◆ **WORK TO COMPLETE**
Repeat verbatim the lines of the data below, beginning with the line containing "If you could mark the weathered" and continuing to the end.

>> BEGIN DATA RECORDS

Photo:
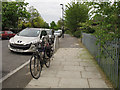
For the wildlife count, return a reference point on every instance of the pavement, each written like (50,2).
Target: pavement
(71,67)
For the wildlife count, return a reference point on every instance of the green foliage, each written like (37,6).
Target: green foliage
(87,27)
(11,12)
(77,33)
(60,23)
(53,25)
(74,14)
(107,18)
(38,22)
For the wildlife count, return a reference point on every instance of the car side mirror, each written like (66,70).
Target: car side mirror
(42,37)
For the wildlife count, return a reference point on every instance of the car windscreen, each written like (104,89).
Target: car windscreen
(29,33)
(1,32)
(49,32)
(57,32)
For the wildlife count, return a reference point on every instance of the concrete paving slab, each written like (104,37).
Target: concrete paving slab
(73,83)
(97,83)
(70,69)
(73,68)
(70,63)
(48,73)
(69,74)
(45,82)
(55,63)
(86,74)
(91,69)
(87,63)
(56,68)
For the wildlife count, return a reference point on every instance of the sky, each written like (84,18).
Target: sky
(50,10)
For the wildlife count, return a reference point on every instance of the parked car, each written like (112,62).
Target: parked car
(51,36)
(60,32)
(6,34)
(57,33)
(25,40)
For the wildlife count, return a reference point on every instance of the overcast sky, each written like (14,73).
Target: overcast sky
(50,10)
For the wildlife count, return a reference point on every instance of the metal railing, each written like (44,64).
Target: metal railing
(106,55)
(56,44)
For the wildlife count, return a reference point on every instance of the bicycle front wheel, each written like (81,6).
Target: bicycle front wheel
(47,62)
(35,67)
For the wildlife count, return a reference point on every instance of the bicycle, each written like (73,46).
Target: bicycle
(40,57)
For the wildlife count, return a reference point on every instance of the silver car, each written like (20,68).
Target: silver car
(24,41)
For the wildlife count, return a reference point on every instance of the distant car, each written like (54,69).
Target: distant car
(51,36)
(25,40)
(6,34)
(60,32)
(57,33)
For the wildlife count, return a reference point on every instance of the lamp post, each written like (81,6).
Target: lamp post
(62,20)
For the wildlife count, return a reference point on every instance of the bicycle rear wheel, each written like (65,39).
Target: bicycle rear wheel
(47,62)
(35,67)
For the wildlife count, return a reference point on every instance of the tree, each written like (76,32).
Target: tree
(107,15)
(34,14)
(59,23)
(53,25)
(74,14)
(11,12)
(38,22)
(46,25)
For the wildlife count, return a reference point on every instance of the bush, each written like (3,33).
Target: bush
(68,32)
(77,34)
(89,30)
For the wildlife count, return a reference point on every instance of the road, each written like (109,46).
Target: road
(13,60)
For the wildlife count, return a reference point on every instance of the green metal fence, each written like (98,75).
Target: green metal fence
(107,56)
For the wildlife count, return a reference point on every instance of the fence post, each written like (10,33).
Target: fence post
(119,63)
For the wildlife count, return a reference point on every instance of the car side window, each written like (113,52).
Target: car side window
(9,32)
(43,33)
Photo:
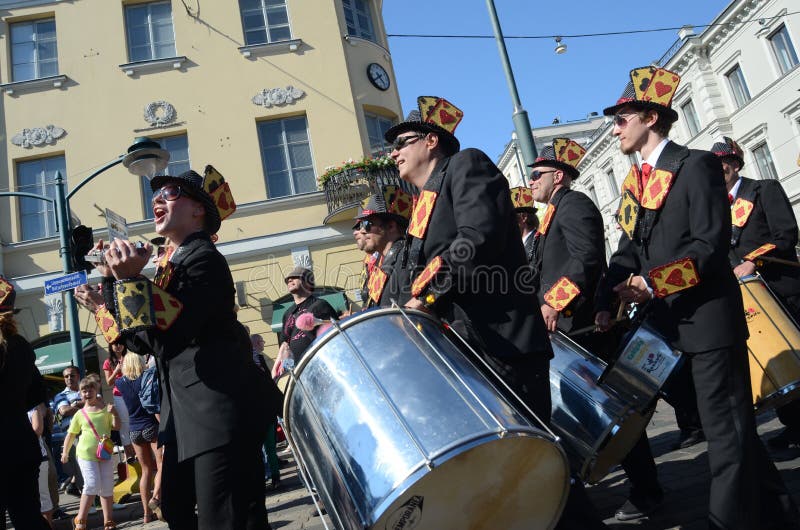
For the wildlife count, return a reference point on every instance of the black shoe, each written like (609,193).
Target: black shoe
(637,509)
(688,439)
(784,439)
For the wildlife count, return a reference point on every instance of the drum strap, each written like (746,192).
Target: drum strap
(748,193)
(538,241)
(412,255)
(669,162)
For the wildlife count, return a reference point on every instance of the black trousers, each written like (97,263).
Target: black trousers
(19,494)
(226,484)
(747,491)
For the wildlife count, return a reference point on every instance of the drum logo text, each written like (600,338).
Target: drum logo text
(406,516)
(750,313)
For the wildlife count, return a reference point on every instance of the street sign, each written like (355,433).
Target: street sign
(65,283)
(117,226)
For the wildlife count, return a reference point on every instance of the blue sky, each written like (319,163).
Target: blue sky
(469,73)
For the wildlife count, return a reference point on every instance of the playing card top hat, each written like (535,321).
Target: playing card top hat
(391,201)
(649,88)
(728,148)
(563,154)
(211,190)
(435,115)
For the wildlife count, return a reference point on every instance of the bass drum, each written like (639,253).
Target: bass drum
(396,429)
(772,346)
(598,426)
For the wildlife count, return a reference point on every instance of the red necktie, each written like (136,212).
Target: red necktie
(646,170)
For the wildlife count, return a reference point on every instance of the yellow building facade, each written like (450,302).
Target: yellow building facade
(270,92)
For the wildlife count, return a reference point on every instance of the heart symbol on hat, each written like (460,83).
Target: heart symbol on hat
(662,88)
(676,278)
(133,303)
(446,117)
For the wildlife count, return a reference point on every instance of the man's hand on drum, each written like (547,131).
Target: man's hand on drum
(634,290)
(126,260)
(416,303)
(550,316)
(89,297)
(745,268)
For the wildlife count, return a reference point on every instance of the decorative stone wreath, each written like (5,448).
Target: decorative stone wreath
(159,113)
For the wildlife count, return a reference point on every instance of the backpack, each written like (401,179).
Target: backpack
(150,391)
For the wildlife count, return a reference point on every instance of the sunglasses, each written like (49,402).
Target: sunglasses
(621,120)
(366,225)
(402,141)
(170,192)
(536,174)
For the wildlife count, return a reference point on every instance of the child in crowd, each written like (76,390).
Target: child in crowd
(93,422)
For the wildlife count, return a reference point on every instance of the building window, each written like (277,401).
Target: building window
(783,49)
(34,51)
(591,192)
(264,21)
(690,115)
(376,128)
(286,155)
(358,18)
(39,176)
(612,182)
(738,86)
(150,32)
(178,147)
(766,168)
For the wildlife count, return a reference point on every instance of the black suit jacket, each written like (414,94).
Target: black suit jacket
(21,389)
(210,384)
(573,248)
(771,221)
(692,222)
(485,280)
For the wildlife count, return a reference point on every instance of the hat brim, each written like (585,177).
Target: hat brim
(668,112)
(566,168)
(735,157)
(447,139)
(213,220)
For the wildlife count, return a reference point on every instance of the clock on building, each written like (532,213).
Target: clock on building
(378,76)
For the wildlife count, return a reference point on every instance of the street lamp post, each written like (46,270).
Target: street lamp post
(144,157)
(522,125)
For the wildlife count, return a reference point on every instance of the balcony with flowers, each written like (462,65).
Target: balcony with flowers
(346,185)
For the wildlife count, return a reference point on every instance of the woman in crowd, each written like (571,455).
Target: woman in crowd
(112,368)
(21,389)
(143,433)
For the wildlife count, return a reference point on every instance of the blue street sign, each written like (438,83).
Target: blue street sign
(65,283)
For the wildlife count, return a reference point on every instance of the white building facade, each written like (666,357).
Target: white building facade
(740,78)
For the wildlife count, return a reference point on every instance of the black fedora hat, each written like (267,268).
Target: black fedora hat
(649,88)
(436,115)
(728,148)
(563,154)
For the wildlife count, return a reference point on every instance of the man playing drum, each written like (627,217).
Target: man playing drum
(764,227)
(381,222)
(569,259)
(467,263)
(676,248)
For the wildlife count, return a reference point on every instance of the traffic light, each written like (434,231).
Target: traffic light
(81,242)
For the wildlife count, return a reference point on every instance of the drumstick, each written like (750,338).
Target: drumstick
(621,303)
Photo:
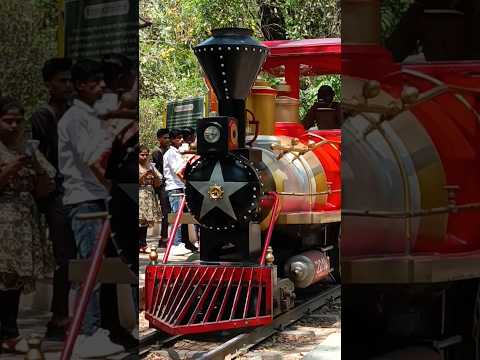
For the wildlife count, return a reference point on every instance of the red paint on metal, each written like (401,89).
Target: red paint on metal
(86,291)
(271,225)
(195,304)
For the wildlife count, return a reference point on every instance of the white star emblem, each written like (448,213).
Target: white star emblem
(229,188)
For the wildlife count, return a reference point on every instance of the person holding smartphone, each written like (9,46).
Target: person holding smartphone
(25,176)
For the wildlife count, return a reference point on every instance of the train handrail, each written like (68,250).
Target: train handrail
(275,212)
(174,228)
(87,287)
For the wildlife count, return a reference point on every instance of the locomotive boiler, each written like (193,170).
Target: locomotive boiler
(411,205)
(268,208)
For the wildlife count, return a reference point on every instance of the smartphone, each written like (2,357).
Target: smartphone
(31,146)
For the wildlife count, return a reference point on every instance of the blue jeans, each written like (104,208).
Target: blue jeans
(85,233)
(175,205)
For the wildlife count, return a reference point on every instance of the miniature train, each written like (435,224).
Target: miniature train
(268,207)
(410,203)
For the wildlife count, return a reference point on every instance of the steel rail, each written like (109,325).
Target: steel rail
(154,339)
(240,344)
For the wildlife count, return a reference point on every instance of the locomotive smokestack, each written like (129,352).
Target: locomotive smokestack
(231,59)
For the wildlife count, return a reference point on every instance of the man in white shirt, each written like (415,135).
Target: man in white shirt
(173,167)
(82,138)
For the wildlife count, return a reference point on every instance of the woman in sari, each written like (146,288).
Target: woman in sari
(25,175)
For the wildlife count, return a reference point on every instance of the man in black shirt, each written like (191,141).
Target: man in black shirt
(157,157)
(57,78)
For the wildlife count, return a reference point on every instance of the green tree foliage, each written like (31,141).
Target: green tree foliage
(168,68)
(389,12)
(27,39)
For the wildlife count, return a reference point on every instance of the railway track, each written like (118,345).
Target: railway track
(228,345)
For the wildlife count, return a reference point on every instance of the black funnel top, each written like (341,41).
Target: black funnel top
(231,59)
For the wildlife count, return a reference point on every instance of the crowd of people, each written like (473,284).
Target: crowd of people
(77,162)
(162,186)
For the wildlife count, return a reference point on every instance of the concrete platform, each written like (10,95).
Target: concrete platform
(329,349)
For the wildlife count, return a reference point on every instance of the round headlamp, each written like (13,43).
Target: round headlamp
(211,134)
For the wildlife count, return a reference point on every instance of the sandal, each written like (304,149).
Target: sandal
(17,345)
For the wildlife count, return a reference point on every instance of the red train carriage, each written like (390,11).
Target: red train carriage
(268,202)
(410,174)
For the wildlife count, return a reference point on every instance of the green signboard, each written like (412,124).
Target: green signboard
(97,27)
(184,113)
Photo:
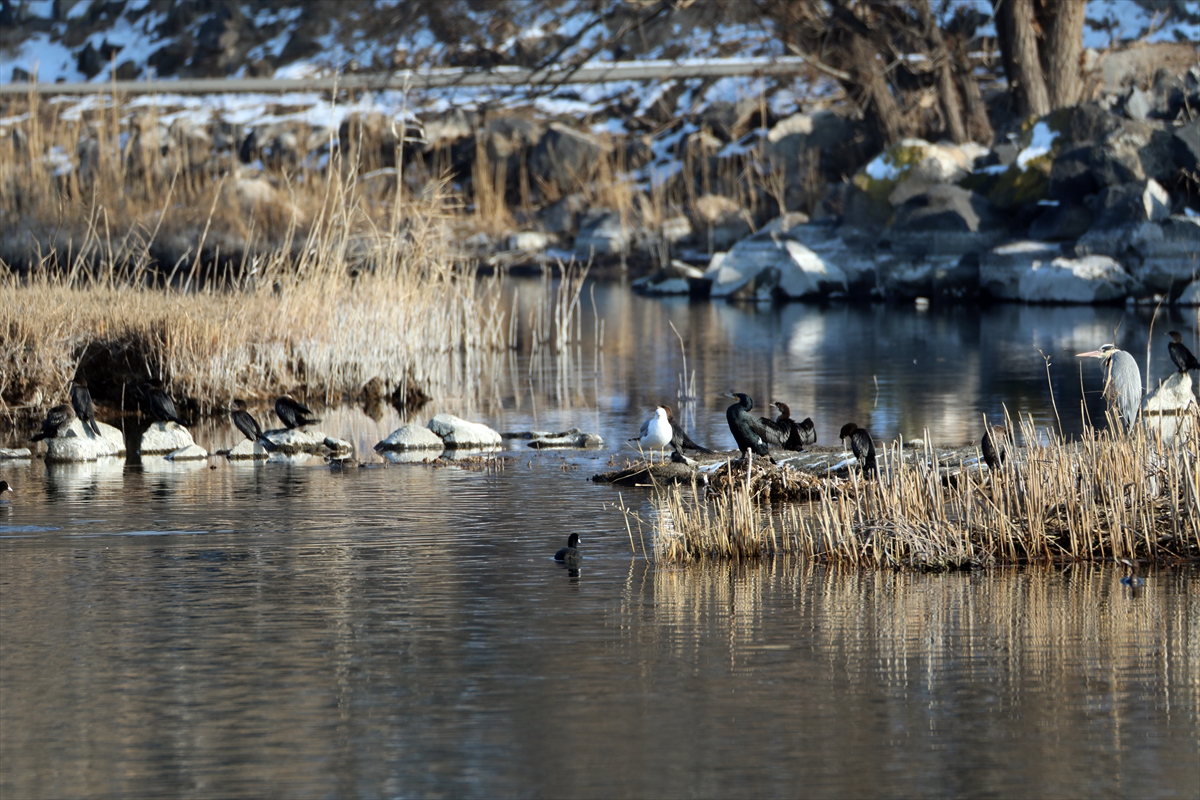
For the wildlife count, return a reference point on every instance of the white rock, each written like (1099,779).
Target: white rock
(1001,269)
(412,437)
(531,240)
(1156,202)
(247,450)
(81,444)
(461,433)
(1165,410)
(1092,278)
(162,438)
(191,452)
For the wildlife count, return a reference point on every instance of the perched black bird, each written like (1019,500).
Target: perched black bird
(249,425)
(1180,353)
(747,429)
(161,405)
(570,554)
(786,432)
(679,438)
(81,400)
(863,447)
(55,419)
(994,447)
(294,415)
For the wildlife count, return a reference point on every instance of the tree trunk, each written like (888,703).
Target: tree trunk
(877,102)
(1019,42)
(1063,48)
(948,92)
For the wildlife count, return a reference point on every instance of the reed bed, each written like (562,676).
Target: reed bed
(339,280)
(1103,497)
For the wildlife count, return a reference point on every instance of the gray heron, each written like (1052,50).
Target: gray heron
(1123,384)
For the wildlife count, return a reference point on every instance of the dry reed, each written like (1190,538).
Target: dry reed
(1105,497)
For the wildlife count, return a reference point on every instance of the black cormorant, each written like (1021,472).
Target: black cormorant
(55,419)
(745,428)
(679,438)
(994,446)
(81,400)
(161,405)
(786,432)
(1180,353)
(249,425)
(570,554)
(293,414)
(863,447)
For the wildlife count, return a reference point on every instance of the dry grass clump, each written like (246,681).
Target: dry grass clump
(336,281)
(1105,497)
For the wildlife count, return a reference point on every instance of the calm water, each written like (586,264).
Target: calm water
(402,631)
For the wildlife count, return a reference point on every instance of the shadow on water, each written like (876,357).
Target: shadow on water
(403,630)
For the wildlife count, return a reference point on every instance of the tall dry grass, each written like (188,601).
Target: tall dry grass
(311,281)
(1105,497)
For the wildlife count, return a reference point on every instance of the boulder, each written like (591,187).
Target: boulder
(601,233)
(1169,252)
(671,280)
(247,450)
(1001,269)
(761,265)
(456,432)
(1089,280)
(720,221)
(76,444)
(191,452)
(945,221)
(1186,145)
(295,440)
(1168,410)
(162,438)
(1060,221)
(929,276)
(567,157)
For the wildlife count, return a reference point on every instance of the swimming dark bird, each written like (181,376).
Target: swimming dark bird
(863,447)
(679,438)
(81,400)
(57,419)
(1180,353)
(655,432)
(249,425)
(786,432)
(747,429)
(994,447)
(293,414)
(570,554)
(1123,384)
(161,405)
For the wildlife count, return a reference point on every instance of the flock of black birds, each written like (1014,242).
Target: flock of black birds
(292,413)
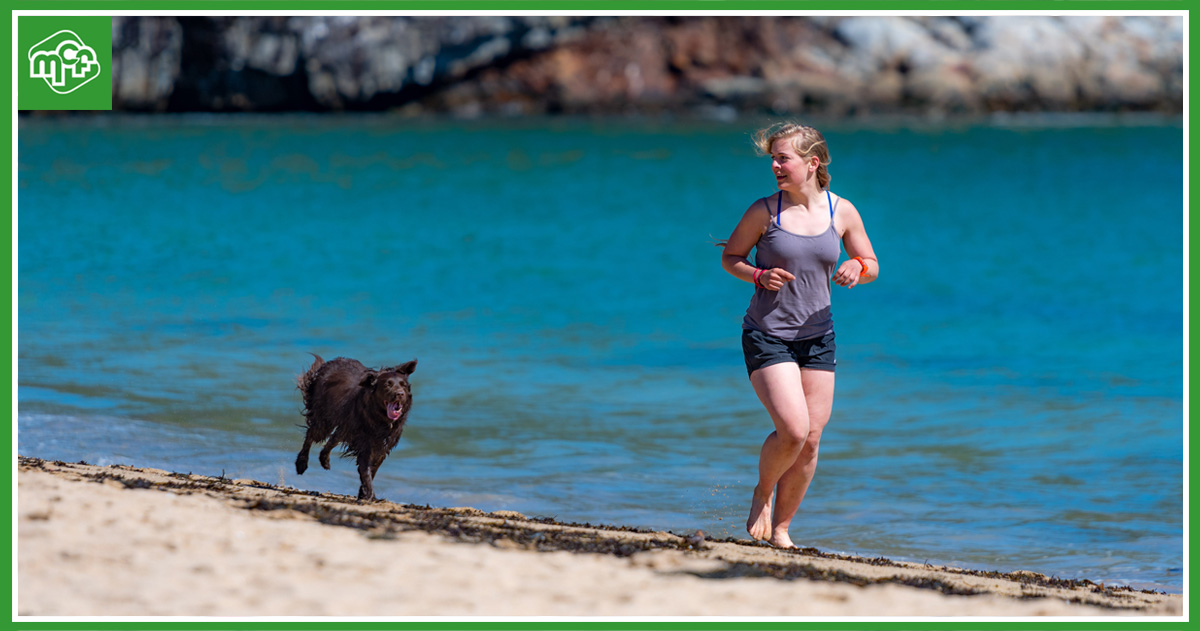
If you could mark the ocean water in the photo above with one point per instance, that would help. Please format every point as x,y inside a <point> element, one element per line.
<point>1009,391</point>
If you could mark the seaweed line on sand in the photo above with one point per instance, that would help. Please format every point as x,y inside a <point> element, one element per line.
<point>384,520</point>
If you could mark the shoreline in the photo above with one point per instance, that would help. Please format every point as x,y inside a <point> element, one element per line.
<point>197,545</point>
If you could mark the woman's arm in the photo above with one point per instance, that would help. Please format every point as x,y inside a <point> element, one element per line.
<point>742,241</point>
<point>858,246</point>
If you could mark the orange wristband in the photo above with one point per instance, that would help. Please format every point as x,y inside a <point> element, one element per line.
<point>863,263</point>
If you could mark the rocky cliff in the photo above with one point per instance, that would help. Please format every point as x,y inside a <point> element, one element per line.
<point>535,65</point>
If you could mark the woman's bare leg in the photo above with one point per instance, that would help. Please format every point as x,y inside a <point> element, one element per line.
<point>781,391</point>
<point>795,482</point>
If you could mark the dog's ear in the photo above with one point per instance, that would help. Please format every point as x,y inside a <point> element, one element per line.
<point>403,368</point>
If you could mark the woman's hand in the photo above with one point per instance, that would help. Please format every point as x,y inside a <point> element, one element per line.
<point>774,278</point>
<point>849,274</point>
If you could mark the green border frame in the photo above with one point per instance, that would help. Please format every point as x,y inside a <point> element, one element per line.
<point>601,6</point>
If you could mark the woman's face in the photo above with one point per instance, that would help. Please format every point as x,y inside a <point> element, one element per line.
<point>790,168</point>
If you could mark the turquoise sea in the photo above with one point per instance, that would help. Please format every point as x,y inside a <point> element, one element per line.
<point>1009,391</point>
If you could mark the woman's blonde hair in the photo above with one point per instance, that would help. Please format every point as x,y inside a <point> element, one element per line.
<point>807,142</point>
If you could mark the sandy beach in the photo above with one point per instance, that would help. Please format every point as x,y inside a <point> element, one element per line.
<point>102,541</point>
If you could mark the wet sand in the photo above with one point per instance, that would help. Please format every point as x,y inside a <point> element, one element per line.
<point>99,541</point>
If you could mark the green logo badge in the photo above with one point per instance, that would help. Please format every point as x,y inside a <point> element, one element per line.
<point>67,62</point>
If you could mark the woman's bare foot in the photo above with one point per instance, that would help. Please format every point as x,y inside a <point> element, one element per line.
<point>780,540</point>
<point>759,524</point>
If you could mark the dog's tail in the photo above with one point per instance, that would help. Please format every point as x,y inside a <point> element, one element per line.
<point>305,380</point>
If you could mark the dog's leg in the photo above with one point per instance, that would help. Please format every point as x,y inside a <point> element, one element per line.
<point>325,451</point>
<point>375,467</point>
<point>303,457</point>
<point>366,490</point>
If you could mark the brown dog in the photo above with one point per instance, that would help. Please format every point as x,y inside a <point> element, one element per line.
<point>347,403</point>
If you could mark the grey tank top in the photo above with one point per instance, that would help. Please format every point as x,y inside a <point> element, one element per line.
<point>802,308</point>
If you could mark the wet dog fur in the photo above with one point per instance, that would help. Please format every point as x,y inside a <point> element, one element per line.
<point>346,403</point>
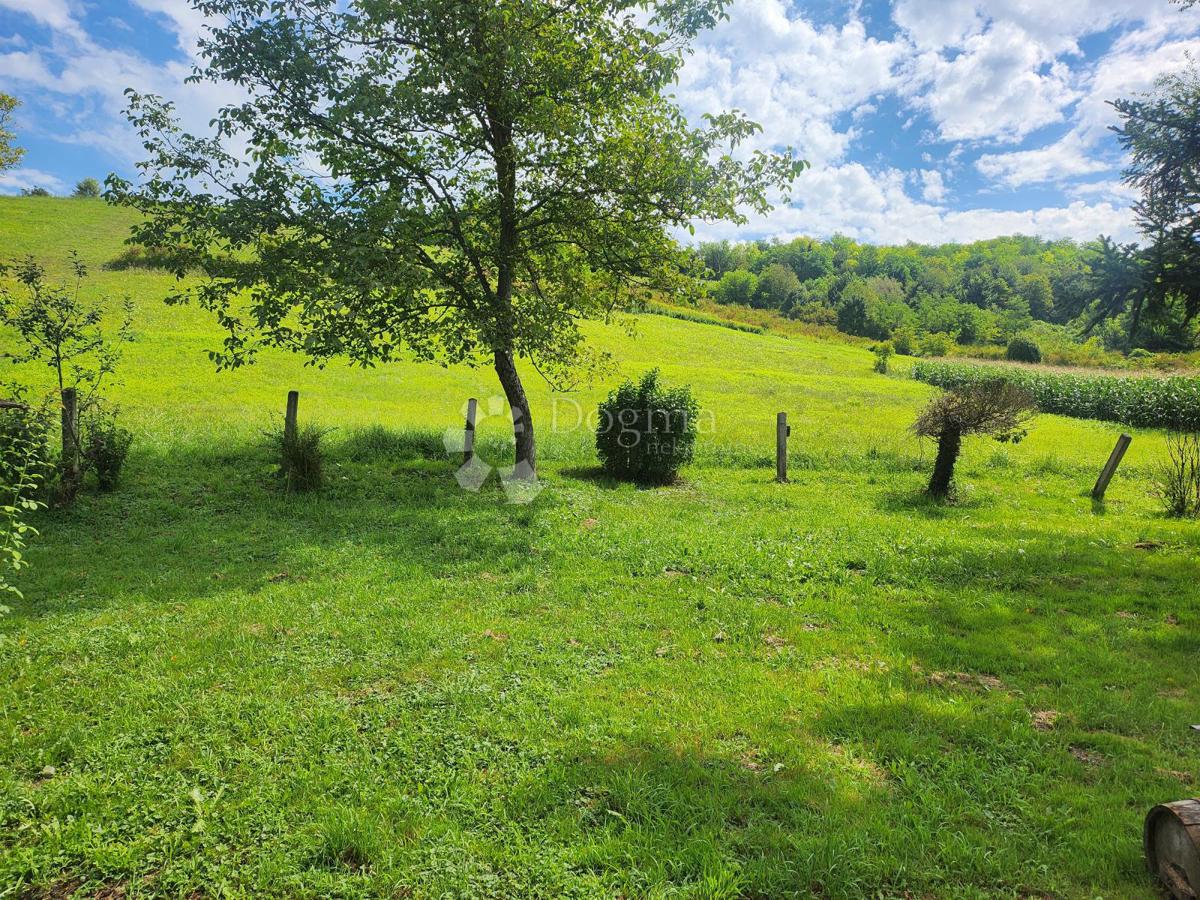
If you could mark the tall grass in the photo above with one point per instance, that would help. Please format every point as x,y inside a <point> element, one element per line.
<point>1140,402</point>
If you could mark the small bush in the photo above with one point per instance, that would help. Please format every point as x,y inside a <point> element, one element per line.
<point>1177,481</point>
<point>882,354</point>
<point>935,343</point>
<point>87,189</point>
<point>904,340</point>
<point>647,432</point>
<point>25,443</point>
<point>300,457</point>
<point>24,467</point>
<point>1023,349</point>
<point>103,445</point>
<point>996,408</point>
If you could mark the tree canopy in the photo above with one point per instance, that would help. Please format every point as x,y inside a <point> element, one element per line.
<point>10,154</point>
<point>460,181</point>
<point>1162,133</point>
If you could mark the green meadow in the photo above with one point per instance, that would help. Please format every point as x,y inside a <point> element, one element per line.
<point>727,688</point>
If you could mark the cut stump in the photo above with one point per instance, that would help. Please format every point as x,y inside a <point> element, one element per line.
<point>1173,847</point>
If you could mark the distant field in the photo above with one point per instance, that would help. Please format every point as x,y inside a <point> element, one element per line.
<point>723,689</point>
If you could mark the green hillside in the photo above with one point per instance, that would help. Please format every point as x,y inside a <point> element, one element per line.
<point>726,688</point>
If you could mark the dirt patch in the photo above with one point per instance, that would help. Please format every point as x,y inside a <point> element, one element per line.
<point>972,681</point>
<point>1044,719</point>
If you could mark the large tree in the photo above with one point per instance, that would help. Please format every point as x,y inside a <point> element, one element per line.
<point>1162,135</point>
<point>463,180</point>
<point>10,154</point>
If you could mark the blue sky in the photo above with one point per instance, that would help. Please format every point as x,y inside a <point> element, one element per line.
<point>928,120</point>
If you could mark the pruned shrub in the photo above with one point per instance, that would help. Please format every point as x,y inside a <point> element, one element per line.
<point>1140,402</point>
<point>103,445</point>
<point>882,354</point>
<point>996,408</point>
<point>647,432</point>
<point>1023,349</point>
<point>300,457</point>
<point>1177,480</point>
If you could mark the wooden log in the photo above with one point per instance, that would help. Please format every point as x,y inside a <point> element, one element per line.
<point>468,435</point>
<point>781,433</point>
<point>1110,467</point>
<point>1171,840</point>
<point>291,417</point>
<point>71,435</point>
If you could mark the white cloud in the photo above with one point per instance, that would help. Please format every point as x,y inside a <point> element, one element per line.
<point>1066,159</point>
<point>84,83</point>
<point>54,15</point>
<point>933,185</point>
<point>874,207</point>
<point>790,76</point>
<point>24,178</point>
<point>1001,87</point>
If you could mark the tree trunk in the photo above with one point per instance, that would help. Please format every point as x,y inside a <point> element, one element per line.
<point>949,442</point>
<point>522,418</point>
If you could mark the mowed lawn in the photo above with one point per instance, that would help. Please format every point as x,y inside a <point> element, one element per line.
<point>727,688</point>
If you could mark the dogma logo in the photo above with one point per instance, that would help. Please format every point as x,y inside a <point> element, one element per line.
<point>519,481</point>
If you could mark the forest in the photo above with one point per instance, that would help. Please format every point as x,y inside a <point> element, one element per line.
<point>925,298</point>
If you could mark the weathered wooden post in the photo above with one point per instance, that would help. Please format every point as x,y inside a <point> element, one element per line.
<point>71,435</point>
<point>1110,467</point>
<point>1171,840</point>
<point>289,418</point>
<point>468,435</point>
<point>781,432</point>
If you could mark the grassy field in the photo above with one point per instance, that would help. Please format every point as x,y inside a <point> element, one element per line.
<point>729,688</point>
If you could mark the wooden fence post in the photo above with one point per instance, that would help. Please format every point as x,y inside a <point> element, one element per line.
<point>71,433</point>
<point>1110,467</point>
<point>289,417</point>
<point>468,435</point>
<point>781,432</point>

>> END DATA RECORDS

◆ **COMPLETE OUTPUT**
If you could mark the weathered wooden post in the photo above with one point per instance, that would help. Please format every point as x,y inside a <point> element, one element per line.
<point>71,435</point>
<point>1110,467</point>
<point>1171,840</point>
<point>289,418</point>
<point>468,435</point>
<point>781,432</point>
If you could mark the grassy field in the photo above with one point per instance, that would help. Please format every point as x,y inside a <point> element, one element per line.
<point>729,688</point>
If you could mark the wooden fence post in the photo above with one point per instance, that would help. Please format every point as x,y inside a <point> element, one element per line.
<point>71,433</point>
<point>1110,467</point>
<point>289,417</point>
<point>468,435</point>
<point>781,432</point>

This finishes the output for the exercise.